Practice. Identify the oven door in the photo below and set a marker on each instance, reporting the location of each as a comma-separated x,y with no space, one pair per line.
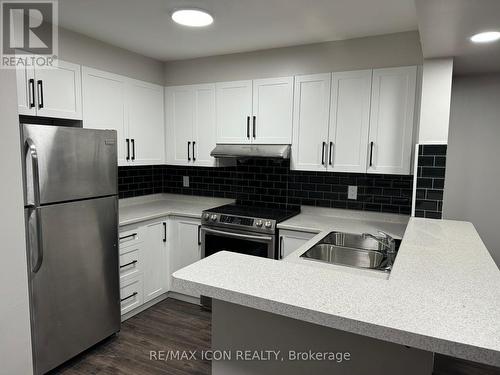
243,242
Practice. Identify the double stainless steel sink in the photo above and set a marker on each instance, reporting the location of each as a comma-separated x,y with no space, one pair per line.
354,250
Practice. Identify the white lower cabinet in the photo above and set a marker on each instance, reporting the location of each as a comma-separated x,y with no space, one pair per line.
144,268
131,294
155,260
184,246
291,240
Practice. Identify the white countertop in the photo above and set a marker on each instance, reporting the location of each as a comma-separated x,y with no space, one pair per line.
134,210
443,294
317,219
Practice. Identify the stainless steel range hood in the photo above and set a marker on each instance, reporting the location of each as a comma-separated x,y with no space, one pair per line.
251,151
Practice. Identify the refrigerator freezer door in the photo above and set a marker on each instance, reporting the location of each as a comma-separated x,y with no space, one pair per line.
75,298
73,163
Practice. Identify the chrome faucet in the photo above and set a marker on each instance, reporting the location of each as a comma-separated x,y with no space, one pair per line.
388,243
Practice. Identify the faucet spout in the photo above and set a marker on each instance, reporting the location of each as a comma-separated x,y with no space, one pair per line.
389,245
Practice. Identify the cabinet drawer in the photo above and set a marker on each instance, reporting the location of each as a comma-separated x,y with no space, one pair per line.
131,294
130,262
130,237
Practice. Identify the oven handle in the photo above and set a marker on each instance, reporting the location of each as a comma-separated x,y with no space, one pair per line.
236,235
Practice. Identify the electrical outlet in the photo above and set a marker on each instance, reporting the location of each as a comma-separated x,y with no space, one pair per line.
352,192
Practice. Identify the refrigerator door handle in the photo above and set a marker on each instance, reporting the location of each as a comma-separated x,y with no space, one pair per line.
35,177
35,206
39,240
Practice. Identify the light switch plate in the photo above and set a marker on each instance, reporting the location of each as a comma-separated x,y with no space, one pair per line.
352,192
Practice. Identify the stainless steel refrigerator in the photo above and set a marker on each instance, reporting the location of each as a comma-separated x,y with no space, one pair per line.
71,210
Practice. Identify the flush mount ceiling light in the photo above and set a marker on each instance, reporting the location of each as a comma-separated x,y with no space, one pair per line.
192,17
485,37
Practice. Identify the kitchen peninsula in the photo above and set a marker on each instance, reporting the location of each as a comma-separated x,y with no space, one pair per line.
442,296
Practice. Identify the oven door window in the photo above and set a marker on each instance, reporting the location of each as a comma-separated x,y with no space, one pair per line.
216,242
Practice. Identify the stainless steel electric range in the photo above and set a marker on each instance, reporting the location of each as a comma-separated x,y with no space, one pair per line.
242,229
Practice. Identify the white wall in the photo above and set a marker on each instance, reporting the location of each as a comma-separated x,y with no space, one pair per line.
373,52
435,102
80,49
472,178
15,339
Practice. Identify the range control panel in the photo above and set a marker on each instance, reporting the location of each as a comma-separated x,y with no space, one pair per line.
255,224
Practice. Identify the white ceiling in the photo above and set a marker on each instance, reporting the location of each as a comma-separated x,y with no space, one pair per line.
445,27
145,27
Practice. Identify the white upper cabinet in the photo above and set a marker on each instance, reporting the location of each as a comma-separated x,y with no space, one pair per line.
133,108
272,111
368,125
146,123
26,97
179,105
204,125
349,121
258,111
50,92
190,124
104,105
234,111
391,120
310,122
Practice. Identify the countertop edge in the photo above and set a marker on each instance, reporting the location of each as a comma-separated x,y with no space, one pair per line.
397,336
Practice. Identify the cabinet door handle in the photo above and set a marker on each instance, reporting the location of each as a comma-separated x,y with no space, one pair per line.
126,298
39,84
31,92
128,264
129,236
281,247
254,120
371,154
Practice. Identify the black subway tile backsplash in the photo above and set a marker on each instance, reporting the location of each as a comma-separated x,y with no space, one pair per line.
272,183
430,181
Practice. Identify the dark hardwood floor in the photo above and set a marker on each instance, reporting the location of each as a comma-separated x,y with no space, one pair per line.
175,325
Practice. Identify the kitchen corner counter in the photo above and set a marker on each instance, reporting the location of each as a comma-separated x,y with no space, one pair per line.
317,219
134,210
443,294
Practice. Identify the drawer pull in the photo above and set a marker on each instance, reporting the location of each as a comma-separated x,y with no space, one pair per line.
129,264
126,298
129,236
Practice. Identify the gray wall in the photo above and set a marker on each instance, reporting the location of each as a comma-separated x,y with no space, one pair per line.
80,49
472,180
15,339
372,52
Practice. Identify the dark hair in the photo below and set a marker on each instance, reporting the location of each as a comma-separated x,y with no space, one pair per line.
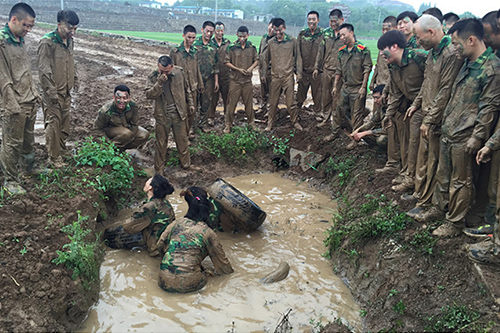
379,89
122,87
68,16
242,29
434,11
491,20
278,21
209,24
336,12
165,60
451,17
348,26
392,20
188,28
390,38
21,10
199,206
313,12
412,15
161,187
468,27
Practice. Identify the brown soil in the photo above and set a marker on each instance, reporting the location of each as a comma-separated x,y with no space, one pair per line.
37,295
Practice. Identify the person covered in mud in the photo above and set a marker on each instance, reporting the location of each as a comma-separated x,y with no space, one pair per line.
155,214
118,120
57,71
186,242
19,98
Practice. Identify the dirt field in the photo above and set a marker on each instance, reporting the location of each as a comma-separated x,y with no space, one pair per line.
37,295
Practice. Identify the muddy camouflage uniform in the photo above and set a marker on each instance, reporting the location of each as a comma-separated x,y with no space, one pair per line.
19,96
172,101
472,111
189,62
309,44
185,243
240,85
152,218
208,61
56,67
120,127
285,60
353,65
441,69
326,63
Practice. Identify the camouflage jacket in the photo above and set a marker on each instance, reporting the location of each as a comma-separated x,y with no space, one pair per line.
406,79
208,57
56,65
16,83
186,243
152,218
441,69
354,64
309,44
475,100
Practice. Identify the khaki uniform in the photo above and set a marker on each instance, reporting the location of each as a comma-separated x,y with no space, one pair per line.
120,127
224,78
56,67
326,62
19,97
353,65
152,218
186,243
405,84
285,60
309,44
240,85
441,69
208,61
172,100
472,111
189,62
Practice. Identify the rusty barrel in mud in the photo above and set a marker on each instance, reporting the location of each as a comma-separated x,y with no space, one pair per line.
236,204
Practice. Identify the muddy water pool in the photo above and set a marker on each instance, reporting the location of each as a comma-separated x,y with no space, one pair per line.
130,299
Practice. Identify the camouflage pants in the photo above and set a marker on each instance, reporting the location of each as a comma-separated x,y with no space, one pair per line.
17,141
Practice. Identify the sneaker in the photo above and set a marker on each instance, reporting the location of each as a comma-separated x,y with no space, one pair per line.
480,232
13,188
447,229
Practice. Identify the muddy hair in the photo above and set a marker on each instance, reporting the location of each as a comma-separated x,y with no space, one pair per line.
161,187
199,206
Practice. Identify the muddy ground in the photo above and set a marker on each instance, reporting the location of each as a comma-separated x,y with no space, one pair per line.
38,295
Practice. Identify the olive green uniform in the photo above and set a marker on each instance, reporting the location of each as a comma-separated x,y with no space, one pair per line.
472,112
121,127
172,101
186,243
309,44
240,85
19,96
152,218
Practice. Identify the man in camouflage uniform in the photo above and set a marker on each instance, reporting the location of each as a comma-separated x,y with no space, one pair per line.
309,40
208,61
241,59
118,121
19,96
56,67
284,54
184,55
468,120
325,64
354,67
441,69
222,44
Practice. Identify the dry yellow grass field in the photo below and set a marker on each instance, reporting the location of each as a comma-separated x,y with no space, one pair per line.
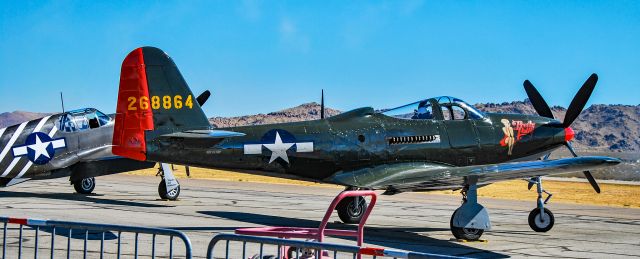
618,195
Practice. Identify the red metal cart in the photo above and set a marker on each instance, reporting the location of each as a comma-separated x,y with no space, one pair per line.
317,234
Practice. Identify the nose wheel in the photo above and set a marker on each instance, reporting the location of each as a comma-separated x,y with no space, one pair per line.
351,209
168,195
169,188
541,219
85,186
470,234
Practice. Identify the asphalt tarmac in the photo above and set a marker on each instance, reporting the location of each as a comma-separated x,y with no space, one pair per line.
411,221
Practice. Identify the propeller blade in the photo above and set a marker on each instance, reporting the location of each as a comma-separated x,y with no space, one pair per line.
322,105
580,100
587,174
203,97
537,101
################
- _What the task asks_: With the pictures left out, please output each line from the one containing "Practice. Identify the dry" through the end of the entries, exactly as it is.

- _Written response_:
Practice. Identify the dry yellow grass field in the photo below and set a marker on each instance, reporting the location of each as a comma-separated x,y with no space, one pair per line.
618,195
Practice. Identify the red metal cart in the photo above and set a marker on each instance, reporting the location of each as a comma-separated x,y with no space, one pair per line.
317,234
Practice. Identify the nose wheel in the photo above and set a marker on each instance, reporting the location of each as a comma-separated x,y with no space, one pair per line.
351,209
168,195
169,188
541,219
85,186
470,234
Practice. Identify the asphalt tarmac in the photo above and set a marker on each instance, reporting the location of each as a comma-separated x,y with no space, one pair per line.
411,221
Practice. Identify the propeller blade in the photo above and set a marker on each instance, reporting the location of each as a comma-separated x,y with no space, one pair per line.
322,105
580,100
587,174
203,97
537,101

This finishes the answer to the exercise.